Copy out the lines below, from the first one through the line containing "60), (103, 81)]", and keep the requests unchanged. In the answer outlines, adjust every vertex coordinate by -89.

» Excerpted records
^^^^^^^^^^^^^^^^
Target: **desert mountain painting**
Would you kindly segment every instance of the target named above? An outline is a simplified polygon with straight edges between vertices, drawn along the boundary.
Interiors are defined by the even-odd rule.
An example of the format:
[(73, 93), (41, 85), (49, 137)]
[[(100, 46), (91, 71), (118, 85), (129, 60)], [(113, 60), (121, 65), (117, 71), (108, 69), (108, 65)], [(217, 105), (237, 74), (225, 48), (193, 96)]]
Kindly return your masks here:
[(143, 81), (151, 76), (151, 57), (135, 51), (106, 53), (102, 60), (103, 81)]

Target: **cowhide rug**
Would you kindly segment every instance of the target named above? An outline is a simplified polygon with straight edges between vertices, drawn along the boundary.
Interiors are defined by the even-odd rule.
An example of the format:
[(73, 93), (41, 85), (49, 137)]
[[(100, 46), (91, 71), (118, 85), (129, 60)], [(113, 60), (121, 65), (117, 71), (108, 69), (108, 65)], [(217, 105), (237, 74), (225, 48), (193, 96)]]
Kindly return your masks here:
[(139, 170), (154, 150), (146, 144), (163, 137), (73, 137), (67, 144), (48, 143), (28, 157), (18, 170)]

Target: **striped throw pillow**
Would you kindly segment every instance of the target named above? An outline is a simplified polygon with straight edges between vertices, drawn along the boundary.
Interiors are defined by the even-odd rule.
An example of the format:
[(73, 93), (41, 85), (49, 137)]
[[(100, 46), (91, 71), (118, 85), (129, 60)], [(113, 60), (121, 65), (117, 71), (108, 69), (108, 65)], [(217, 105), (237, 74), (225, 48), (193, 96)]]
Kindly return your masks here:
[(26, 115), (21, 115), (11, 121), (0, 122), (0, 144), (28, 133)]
^^^^^^^^^^^^^^^^
» Exercise solution
Target: **desert mountain painting**
Would you kindly segment every instance of the target named above? An outline is a simplified polygon with straight edges between vertices, drawn along the boundary.
Interiors are defined by the even-odd rule.
An example of the format:
[(73, 93), (41, 85), (49, 137)]
[[(100, 46), (91, 71), (118, 85), (129, 60)], [(113, 60), (121, 65), (117, 71), (108, 69), (108, 65)], [(217, 105), (237, 74), (225, 48), (193, 96)]]
Kindly return your masks here:
[(54, -8), (62, -13), (62, -32), (46, -38), (17, -36), (13, -29), (14, -8)]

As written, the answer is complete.